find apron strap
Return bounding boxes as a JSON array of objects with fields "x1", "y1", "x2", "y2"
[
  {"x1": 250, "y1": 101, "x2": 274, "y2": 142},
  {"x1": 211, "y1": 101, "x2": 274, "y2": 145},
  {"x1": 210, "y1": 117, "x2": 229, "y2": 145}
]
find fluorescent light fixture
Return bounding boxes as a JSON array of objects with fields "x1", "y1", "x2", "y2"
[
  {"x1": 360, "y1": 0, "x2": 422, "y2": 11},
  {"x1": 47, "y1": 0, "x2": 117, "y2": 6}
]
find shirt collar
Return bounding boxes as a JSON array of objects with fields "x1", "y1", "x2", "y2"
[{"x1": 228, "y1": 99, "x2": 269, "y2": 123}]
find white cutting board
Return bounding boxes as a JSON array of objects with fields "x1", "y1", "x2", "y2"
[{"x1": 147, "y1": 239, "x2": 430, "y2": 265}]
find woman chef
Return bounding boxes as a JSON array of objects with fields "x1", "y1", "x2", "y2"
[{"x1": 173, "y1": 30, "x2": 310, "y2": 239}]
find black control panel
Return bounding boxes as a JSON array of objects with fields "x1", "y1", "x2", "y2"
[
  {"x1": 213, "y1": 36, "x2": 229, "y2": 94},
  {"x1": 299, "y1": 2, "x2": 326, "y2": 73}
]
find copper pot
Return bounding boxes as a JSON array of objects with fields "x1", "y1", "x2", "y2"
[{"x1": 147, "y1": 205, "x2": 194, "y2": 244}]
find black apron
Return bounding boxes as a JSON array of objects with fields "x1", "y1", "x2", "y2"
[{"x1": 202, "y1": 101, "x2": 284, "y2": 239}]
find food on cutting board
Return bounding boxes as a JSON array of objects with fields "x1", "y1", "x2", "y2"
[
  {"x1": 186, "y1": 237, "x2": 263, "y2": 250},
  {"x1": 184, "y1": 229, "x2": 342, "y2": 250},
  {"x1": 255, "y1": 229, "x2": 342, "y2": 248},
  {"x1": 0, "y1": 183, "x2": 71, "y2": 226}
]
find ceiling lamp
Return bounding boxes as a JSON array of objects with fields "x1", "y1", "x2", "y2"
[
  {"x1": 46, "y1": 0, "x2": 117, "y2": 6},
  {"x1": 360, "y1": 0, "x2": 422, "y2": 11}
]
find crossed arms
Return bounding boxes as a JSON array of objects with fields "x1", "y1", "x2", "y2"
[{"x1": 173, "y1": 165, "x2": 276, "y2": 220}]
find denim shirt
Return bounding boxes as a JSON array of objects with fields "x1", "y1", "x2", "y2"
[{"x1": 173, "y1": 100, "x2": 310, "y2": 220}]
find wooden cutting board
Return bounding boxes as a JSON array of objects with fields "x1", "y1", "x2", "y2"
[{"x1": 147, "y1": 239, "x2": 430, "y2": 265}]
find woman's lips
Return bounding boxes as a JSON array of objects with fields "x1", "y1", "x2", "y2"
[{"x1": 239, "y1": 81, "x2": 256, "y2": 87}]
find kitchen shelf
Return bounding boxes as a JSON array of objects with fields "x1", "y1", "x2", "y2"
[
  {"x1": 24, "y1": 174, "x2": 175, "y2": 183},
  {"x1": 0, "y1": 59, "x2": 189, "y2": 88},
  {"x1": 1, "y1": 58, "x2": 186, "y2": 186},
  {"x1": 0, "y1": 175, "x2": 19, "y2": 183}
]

***

__Exercise details__: Could you write out the material above exactly as it appears?

__Solution for this problem__:
find apron strap
Return bounding boxes as a JSON array of objects with fields "x1", "y1", "x2", "y2"
[
  {"x1": 250, "y1": 101, "x2": 274, "y2": 142},
  {"x1": 211, "y1": 101, "x2": 274, "y2": 145},
  {"x1": 210, "y1": 117, "x2": 229, "y2": 145}
]
find fluorescent light fixture
Return bounding boxes as a JSON array of objects with fields "x1", "y1", "x2", "y2"
[
  {"x1": 360, "y1": 0, "x2": 422, "y2": 11},
  {"x1": 47, "y1": 0, "x2": 117, "y2": 6}
]
find shirt collar
Return bounding boxes as a JSON array of objects with fields "x1", "y1", "x2", "y2"
[{"x1": 228, "y1": 99, "x2": 269, "y2": 123}]
find white cutting board
Return bounding boxes as a JSON array of objects with fields "x1", "y1", "x2", "y2"
[{"x1": 147, "y1": 239, "x2": 430, "y2": 265}]
find woman chef
Return bounding boxes as a JSON array of objects with fields "x1", "y1", "x2", "y2"
[{"x1": 173, "y1": 30, "x2": 310, "y2": 239}]
find black control panel
Return bounding boxes as a JSON array of objects with fields "x1", "y1", "x2", "y2"
[
  {"x1": 213, "y1": 36, "x2": 229, "y2": 94},
  {"x1": 299, "y1": 2, "x2": 326, "y2": 73}
]
find copper pot
Return bounding boxes as a JSON array of objects with fields "x1", "y1", "x2", "y2"
[{"x1": 147, "y1": 205, "x2": 194, "y2": 244}]
find black apron
Return bounding boxes as a JSON array of objects with fields "x1", "y1", "x2", "y2"
[{"x1": 202, "y1": 101, "x2": 284, "y2": 239}]
find food on cutting board
Return bounding boxes as a JSON array of objects with fields "x1", "y1", "x2", "y2"
[
  {"x1": 186, "y1": 237, "x2": 263, "y2": 250},
  {"x1": 184, "y1": 229, "x2": 342, "y2": 250},
  {"x1": 255, "y1": 229, "x2": 342, "y2": 248},
  {"x1": 0, "y1": 183, "x2": 71, "y2": 226}
]
find ceiling lamp
Return bounding boxes as a JSON array of objects with fields "x1", "y1", "x2", "y2"
[
  {"x1": 46, "y1": 0, "x2": 117, "y2": 6},
  {"x1": 360, "y1": 0, "x2": 422, "y2": 11}
]
find crossed arms
Return bounding boxes as a JSON array of objects with fields "x1", "y1", "x2", "y2"
[{"x1": 173, "y1": 165, "x2": 276, "y2": 220}]
find denim shirt
Return bounding boxes as a JSON array of objects with fields "x1", "y1", "x2", "y2"
[{"x1": 173, "y1": 100, "x2": 310, "y2": 220}]
find wooden cutting board
Return bounding boxes as a JSON array of objects with fields "x1", "y1", "x2", "y2"
[{"x1": 147, "y1": 239, "x2": 430, "y2": 265}]
find woman's lips
Return bounding boxes as a JSON array of objects with fields "x1", "y1", "x2", "y2"
[{"x1": 239, "y1": 81, "x2": 256, "y2": 87}]
find kitchen shelf
Return bounding boxes as a JSON array of objects with fields "x1", "y1", "x2", "y2"
[
  {"x1": 24, "y1": 174, "x2": 175, "y2": 183},
  {"x1": 0, "y1": 59, "x2": 189, "y2": 88},
  {"x1": 1, "y1": 58, "x2": 186, "y2": 186},
  {"x1": 0, "y1": 175, "x2": 19, "y2": 183}
]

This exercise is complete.